▶ _Text to read_:
Vasks’ works played, conducted by violist Rysanov provide inspired performance

The viola has long been overshadowed by the slightly smaller violin, and there is significantly less music written specifically for the viola as compared to the violin. Some even may consider the viola to be a more ‘accompanying’ instrument, rather than a solo instrument. However, the viola, with its lower and richer sound, still has a distinct resonance and timbre, and is deserving of a much broader solo repertoire.

Perhaps recognizing that, Latvian composer Pēteris Vasks composed a concerto for viola in 2014/15 and dedicated the work to the distinguished violist Maxim Rysanov. In 2020, the Swedish record label BIS released a recording of this work, featuring Rysanov as both violist and conductor, along with the orchestra Sinfonietta Rīga. The conductor and orchestra also pair the Viola Concerto with Vasks’ Symphony for Strings Balsis (‘Voices’) on the CD.

Much of what Vasks composes is emotionally tense and full of sadness, and the Viola Concerto is no exception. The first movement opens with an eerily quiet and almost fragile performance from the strings, a slowly ascending melody that is punctuated by plucked strings. Rysanov enters playing a slow, mournful melody, as the orchestra slowly grows in volume and intensity. The plucked strings create a pulse or heartbeat in the second movement, as the tension continues to grow, and the viola performs a kind of melancholic dance. The dance becomes more frantic over time, but then turns into a solo performance by Rysanov, with sudden starts and stops, creating an aura of uncertainty. 

The gently flowing third movement gradually turns ominous, as the viola and orchestra perform a kind of dialogue, and the conversation becomes more strained and frantic as the movement progresses. Rysanov brings out the expressive nature of this movement in his lyrical and fluid performance, particularly the extensive solo performance at the end of this movement, which is then joined by the orchestra only to suddenly end, giving way to the solemn adagio of the fourth movement. The first few glimmers of hope appear here, with Rysanov’s melodious viola bringing a kind of calm to conclude the storm of the previous movements. 

The monumental Symphony for Strings Balsis was written in 1991, a particularly turbulent time in Latvia’s history. Though independence was in the process of being restored, the process was tumultuous and even dangerous at times. An uneasy, barely audible string melody is heard at the beginning of the first movement ‘Klusuma balsis’ (or ‘Voices of Silence’). The foreboding stillness slowly begins to expand in a very deliberate, steady melody in the strings, and Sinfonietta Rīga’s performance gives it the sound of a choir’s wordless vocalize. 

Themes of nature, an oft-used motif in Vasks’ music, can be heard in the second movement – ‘Dzīvības balsis’ (or ‘Voices of Life’), which could perhaps be described as the sound of the dawning of a new day, with brief flutters and chirps of sound from the orchestra. The music is very tentative, as if unclear what this new day will bring but begins to swell and become a soaring song, full of life, though it does gradually descend into a kind of cacophony or musical chaos near the end, perhaps indicating the unstable and uncertain environment of that era. That confusion leads to perhaps the most personal of the movements, the third and final – Sirdsapziņu balsis (or ‘Voices of Conscience’), where the strings, often in unison, play a dramatic and piercing melody, turning into discordant waves of sound. It concludes with the similar, almost whispering strings of the introduction, giving the conclusion an almost ephemeral nature.

▶ _Dataset entries_:
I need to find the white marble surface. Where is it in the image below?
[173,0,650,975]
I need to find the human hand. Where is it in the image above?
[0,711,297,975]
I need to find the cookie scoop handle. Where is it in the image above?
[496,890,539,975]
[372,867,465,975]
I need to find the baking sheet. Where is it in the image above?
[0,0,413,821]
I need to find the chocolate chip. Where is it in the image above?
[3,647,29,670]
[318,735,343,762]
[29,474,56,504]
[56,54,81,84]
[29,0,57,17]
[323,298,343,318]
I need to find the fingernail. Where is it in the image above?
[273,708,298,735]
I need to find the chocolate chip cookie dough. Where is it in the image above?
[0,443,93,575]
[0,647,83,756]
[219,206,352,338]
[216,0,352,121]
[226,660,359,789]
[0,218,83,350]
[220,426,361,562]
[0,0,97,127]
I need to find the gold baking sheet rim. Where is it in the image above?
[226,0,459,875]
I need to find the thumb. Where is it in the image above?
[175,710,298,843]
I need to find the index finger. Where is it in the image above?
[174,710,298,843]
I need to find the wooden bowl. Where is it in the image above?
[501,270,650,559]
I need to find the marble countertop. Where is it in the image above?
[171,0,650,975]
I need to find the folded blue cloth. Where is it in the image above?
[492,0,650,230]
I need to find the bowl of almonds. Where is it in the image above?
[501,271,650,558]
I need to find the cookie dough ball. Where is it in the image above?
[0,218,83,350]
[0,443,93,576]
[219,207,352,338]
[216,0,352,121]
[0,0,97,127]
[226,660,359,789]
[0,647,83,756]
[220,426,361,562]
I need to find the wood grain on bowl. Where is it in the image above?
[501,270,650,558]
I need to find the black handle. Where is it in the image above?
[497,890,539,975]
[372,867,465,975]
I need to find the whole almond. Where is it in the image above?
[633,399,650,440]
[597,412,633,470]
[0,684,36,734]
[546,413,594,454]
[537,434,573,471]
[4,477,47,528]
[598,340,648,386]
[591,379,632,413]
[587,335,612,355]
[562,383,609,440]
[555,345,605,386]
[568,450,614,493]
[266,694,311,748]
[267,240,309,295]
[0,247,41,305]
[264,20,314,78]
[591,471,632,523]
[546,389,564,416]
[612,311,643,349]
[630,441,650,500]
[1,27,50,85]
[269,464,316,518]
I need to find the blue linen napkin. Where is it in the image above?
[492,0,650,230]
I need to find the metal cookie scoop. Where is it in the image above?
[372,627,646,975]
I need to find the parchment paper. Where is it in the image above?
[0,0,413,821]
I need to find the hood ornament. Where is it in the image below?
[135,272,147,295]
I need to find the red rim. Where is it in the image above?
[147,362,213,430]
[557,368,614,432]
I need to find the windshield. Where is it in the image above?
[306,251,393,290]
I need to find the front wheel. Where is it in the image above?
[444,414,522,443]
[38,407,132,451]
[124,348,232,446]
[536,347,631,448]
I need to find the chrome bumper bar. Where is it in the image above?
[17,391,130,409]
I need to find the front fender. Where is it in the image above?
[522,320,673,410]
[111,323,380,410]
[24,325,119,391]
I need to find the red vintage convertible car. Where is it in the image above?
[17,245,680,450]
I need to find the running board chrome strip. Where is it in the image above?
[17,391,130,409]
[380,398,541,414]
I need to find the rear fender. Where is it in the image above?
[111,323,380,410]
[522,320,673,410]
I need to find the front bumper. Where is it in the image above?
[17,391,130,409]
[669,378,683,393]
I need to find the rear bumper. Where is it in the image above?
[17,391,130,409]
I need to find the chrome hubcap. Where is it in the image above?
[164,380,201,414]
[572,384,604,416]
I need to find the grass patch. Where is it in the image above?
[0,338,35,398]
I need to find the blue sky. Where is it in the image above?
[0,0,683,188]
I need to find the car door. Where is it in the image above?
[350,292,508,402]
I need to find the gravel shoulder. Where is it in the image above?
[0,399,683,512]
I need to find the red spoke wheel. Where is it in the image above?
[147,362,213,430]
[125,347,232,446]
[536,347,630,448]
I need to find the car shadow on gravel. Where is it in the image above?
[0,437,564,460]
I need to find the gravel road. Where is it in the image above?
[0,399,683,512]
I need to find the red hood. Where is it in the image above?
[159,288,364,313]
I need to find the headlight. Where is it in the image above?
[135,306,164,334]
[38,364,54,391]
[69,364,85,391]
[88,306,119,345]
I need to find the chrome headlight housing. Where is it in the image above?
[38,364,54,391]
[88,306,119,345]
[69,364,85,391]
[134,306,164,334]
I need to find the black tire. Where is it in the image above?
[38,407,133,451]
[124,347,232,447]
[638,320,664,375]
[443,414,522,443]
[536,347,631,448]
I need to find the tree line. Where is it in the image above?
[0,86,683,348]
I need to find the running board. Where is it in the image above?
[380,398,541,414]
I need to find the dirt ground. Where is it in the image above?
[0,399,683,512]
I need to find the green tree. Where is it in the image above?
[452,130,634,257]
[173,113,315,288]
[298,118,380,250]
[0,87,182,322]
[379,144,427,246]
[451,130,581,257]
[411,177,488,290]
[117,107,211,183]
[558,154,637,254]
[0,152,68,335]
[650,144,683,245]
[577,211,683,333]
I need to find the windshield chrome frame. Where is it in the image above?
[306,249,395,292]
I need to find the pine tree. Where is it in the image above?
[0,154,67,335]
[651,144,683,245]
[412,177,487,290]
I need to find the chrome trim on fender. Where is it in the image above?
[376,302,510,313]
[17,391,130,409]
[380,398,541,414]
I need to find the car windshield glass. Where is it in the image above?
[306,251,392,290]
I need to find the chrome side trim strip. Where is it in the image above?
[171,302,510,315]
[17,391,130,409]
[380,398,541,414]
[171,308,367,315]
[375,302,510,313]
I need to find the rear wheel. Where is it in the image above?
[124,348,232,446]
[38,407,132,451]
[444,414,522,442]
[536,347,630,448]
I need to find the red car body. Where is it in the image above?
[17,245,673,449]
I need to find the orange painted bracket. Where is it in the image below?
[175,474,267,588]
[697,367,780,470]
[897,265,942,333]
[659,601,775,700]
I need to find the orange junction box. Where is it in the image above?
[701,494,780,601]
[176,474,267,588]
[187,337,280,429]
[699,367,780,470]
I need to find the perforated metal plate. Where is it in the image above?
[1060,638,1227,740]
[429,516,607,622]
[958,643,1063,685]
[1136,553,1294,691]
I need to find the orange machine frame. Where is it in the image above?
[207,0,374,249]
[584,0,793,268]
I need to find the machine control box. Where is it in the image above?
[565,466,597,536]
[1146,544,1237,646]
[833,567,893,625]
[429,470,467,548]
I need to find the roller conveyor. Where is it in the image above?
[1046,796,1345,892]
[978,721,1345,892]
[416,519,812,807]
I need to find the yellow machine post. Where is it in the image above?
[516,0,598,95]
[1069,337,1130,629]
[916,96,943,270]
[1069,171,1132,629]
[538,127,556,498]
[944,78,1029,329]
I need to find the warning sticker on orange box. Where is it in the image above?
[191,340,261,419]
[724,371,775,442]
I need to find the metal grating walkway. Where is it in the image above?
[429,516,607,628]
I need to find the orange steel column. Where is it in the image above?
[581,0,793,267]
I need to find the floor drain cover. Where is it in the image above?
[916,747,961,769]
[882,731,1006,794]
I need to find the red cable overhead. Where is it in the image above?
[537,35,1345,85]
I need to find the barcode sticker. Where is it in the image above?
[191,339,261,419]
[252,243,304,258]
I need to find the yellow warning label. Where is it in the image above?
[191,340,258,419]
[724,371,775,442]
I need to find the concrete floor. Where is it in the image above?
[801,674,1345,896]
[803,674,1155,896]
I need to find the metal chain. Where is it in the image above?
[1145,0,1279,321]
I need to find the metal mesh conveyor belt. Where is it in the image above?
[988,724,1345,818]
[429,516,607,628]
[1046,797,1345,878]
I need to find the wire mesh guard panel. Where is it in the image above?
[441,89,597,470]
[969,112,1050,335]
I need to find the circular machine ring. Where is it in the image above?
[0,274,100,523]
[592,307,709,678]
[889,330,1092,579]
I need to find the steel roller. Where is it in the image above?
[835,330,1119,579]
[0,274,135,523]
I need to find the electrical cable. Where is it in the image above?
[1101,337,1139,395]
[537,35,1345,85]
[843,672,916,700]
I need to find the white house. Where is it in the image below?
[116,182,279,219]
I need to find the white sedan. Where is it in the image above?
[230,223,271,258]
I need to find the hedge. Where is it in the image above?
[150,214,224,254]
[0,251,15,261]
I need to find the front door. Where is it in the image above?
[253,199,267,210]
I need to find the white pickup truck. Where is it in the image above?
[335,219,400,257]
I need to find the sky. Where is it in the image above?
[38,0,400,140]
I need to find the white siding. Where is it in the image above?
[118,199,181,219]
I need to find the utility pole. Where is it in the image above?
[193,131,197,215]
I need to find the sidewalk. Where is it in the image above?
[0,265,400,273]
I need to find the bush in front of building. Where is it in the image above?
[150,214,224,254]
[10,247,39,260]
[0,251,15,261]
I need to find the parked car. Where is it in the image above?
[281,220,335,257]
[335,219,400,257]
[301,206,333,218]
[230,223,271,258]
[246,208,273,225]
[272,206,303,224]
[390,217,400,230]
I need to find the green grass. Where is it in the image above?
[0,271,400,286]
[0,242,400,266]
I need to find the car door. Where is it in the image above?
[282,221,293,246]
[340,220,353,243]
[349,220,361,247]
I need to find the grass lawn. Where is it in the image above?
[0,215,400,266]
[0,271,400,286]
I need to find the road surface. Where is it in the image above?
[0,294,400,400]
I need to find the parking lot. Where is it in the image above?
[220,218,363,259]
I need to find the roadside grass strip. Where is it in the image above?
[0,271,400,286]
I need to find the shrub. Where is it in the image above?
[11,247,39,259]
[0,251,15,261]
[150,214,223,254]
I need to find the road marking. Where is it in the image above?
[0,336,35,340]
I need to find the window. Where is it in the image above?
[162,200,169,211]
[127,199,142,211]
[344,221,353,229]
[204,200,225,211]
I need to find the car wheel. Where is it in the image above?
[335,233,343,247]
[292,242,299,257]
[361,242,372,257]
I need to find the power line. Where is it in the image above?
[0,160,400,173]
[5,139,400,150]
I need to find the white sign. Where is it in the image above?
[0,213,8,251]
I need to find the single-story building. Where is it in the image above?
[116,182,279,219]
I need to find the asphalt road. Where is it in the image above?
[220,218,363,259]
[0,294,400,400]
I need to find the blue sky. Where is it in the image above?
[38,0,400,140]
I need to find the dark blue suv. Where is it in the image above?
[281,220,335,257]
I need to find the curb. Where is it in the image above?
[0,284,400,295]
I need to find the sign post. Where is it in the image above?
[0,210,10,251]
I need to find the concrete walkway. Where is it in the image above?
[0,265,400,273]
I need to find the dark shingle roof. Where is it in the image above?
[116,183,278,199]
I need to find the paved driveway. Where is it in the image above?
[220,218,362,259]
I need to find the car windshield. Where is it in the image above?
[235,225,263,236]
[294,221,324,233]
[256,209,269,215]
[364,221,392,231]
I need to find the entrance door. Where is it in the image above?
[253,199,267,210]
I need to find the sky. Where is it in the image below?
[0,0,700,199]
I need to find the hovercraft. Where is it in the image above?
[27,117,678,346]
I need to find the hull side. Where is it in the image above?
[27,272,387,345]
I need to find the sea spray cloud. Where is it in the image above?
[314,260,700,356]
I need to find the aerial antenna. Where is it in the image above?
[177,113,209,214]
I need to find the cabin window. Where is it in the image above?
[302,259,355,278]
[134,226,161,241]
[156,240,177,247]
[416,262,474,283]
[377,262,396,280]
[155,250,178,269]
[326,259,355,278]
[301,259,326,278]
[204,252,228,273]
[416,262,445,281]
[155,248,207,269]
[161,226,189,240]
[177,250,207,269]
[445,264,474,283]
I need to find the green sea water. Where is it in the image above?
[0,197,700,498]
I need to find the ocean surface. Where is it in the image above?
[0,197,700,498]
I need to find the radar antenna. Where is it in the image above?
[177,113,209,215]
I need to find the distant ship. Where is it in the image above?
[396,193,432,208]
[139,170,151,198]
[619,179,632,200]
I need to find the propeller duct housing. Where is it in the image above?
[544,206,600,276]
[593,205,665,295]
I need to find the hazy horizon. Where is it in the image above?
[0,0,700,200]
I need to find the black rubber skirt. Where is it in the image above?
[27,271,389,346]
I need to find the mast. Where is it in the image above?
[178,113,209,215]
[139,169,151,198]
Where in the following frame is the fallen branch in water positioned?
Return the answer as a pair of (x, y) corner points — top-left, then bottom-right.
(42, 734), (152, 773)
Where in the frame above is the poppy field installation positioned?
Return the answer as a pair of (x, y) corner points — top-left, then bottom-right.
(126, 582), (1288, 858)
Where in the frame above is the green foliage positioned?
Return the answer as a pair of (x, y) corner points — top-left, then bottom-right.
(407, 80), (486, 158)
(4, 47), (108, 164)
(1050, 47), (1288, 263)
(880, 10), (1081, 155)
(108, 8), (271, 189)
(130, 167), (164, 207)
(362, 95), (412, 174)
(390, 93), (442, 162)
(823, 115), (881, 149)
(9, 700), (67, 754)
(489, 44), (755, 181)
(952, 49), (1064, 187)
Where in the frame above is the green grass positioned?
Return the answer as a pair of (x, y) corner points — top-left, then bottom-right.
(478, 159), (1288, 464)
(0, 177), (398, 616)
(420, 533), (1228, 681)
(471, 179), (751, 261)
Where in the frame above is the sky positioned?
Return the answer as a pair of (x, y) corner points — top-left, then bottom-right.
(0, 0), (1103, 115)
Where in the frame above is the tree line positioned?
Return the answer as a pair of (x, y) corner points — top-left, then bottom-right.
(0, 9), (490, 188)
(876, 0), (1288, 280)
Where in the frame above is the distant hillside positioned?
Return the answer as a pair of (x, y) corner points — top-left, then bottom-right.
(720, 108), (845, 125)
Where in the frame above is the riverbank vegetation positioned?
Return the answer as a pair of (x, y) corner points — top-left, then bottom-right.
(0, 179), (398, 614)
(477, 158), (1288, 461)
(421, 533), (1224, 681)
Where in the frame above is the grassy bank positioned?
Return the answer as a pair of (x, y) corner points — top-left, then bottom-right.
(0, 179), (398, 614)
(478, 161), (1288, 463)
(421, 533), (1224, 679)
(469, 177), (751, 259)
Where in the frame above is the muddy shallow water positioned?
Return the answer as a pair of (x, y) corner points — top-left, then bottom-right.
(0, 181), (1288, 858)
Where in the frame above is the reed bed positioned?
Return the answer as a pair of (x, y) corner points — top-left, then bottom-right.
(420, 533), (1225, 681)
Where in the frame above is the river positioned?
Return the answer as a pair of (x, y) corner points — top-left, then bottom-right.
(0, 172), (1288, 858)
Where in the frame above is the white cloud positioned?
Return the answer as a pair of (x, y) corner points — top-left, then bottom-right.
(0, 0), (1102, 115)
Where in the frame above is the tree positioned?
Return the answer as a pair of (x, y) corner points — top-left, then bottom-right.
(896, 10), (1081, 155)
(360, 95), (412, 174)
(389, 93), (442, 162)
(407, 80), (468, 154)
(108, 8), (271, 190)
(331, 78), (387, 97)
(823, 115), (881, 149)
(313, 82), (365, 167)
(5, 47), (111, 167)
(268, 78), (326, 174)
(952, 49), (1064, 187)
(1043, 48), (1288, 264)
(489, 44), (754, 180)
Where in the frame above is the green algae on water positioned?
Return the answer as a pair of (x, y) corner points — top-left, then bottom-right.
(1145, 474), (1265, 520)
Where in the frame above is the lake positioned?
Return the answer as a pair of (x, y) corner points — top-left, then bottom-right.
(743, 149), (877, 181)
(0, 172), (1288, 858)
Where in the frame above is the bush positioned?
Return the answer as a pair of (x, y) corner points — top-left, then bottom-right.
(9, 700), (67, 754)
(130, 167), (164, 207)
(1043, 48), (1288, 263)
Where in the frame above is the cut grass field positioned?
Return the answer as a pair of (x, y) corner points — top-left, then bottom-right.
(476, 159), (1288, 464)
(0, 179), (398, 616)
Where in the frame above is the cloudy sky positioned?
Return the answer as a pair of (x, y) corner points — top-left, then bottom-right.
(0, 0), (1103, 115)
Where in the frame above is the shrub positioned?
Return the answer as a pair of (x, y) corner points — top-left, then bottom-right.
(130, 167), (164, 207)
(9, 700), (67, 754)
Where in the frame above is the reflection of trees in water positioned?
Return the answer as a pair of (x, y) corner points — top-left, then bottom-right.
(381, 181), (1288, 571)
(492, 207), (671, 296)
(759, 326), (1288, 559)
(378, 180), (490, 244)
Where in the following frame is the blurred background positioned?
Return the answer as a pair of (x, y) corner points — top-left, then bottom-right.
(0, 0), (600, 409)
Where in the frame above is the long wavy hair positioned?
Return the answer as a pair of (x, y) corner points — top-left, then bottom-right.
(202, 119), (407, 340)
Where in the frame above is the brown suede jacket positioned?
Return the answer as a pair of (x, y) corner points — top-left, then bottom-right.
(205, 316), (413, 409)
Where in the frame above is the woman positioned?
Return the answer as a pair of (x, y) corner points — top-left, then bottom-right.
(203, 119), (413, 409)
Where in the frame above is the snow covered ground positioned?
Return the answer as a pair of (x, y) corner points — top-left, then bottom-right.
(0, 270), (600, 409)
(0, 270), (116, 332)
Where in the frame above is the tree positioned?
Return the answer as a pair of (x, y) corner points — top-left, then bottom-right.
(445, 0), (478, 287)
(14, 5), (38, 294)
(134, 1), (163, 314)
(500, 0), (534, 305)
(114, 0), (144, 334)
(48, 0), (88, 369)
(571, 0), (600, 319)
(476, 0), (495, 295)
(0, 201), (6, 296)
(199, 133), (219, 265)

▶ _Set problem A_: From the review of the Vasks recording, reproduce word for word the part that opens with the words containing "Vasks’ works played, conducted" and closes with "broader solo repertoire.".
▶ _Set problem B_: Carry on the review of the Vasks recording from the point at which it stops.
Nothing in the listing is required for this work.

▶ _Output A_:
Vasks’ works played, conducted by violist Rysanov provide inspired performance

The viola has long been overshadowed by the slightly smaller violin, and there is significantly less music written specifically for the viola as compared to the violin. Some even may consider the viola to be a more ‘accompanying’ instrument, rather than a solo instrument. However, the viola, with its lower and richer sound, still has a distinct resonance and timbre, and is deserving of a much broader solo repertoire.

▶ _Output B_:
Over the course of the album, it becomes clear why Pēteris Vasks dedicated the Viola Concerto to Maxim Rysanov, as he displays an innate and keen understanding of not just Vasks’ music, but also the emotions and thoughts behind it all. And not just as a violist, but a conductor as well – Rysanov, along with Sinfonietta Rīga, provide for an inspired performance of Vasks’ Symphony Balsis, giving an interpretation that is both urgent and nuanced, revealing the many layers and textures of the work, one of Vasks’ towering symphonic accomplishments. 

For further information, please visit the BIS Records website  and the Sinfonietta Rīga website.

Pēteris Vasks – Viola Concerto / String Symphony Balsis

Sinfonietta Rīga, Maxim Rysanov – viola & conductor

BIS Records, BIS-2443, 2020

Track listing:

Concerto for Viola and String Orchestra

  1. I. Andante
  2. II. Allegro moderato
  3. III. Andante
  4. IV. Adagio

 Symphony for Strings ‘Voices’ (Balsis)

  • I. Voices of silence (Klusuma balsis)
  • II. Voices of life (Dzīvības balsis)
  • III. Voice of conscience (Sirdsapziņas balss)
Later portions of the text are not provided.